■ EXERCISE OBJECTIVE:
From the listing below, output only the lines starting at the line that has "Query: distant city building" and ending at the line that has "# test: point out the red", exactly as they appear, ends included.

■ SOURCE MATERIAL:
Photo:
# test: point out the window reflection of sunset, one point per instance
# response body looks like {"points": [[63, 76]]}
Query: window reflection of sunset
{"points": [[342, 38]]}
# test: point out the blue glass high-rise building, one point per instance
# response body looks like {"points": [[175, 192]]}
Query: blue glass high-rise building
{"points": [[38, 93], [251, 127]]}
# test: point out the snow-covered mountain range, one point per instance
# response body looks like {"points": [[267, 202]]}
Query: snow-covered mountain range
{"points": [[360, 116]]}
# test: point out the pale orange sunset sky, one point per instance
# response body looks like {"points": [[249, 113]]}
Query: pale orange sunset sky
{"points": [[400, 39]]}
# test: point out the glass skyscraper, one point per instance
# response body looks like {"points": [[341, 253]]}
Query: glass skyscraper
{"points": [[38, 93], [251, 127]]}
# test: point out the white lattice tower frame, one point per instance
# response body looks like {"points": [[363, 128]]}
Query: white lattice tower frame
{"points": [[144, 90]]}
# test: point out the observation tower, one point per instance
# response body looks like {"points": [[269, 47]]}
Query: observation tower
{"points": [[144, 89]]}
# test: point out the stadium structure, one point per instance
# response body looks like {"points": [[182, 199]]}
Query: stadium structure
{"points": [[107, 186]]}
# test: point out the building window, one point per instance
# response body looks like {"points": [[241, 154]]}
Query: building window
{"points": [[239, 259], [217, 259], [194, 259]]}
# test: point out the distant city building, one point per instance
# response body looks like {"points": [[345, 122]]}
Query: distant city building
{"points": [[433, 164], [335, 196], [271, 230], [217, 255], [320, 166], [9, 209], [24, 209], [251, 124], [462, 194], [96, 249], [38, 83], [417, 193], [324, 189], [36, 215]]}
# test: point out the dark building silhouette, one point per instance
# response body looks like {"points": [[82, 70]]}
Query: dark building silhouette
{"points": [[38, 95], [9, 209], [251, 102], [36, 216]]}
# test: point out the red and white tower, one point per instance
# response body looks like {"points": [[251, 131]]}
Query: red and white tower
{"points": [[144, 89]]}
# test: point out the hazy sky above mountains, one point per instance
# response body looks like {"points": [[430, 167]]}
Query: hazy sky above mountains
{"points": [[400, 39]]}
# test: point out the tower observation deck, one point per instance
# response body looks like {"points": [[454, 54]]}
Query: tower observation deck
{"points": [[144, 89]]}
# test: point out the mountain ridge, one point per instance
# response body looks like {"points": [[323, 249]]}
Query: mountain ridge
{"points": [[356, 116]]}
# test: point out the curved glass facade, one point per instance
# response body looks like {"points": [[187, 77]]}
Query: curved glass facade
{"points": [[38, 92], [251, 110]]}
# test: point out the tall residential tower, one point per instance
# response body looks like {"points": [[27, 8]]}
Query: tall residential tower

■ SOLUTION FOR THIS PROBLEM:
Query: distant city building
{"points": [[433, 164], [335, 196], [271, 230], [217, 255], [320, 166], [9, 209], [24, 209], [251, 124], [462, 194], [96, 249], [38, 83], [417, 193], [324, 189], [36, 215]]}
# test: point out the dark building silhouette, one point per instance
# response body looks like {"points": [[82, 70]]}
Query: dark building silhouette
{"points": [[38, 95], [9, 209], [251, 102], [36, 216]]}
# test: point out the red and white tower, one point per instance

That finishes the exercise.